● **BRANO**:
....

Da Facebook, da Instagram e da Youtube, le foto e i video pubblicati da Lina Ben Mhenni ci conducono a Tunisi: si vedono striscioni appesi con scritte in arabo e il volto di Belaid; una corona di fiori e una bandiera tunisina forse lasciate fuori dalla casa del leader di opposizione.

Il giorno dopo, alle 13.31 un’altra foto. Un pezzo di cartone con dei fiori attorno e una candela accesa. Sopra c’è scritto: “Je suis de la race des guerriers. Ils peuvent me tuer mais ils ne me feront jamais taire. Je préfere mourir pour mes idées que de lassitude ou de vieillesse” (Io sono della razza guerriera. Loro possono uccidermi ma non mi faranno mai tacere. Preferisco morire per le mie idee ma non mi faranno mai tacere).

La frase è di Lounès Matoub, poeta, cantautore e attivista algerino ucciso nel ’98 da un commando armato di fondamentalisti. Il riferimento è chiaro, anche Chokri Belaid è considerato dalla sua gente un martire.

L’8 febbraio la blogger scrive su Twitter: “Les lacrymogènes au cimetière c est la meilleure” (I lacrimogeni al cimitero sono il massimo). E’ il giorno dei funerali di Belaid e dal tweet sappiamo prima che dei giornali che la polizia sta usando i lacrimogeni contro chi manifesta la sua rabbia.

La foto dei funerali si Chokri Belaid

Sempre dalla pagina Facebook di Lina Ben Melli (pagina che si chiama Tunisian girl) viene pubblicato un album di foto.  C’è traffico perché le strade sono piene di gente. Molti di loro hanno una pettorina bianca, la mezzaluna e la stella rosse sul cuore e la foto del loro compianto leader tra le mani. I volti sono seri, come sempre, ma costringono a una riflessione più profonda, hanno un “perché?”  stampato in fronte.

“L’avenue now” è il titolo di un’immagine sul profilo Instagram della blogger. Viale Bourguiba è fotografato in verticale . Agli alberi squadrati si alternano le colonne di persone. E’ il 9 Febbraio e le proteste non si placano.

....

● **BLOCCO DATI**:
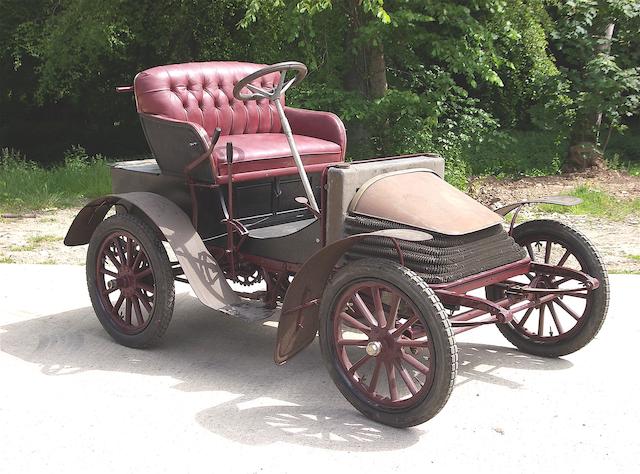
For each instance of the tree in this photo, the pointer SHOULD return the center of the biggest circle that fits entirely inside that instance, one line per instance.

....

● **PROBLEMA 1**: Estrai dal brano, parola per parola, il tratto che comincia con "La frase è di" e termina dopo "gente un martire.".
● **PROBLEMA 2**: Per favore, prosegui il brano sulle proteste a Tunisi dopo la morte di Belaid, partendo dall'ultima frase riportata.
I dati non hanno alcun legame con il brano.

● **RISULTATO 1**:
La frase è di Lounès Matoub, poeta, cantautore e attivista algerino ucciso nel ’98 da un commando armato di fondamentalisti. Il riferimento è chiaro, anche Chokri Belaid è considerato dalla sua gente un martire.

● **RISULTATO 2**:
Lina Ben Mhenni è molto considerata. Anche l’ anchorman di France 24, François Picard, non appena appresa la notizia dell’uccisione del leader tunisino, chieda proprio a lei: “Wed #F24Debate Who’s to blame for assassination of #Tunisiaopposition leader #Belaid?” (C’è un colpevole per l’assassinio del leader di opposizione tunisino Belaid?)

In un tweet di mercoledì mattina di Nawaat (nawaat.org) – che in arabo significa “il nucleo” ed è il nome di un blog corale tunisino che fu censurato dal 2004 al 2011 e poi riaprì con la caduta di Ben Ali – si legge: “Chokri #Belaid leader of leftists Popular Front shot in front of his home becomes 1st politician killed in post-revolution #Tunisia” (Chokri Belaid leader della fazione più a sinistra del Fronte popolare. Gli hanno sparato davanti a casa sua. E’ il primo politico ucciso nella Tunisia post-rivoluzionaria)

Tutti in piazza i sostenitori di Belaid ritratti nelle foto del blog. Ci sono anche le lacrime di una donna. Un uomo di spalle la consola con una carezza. L’articolo, in francese, riporta le parole della folla: “Dimissioni, dimissioni” gridano assembrati sotto il Ministero dell’interno. Qualcuno canta l’inno nazionale, scrive ancora  Nawaat.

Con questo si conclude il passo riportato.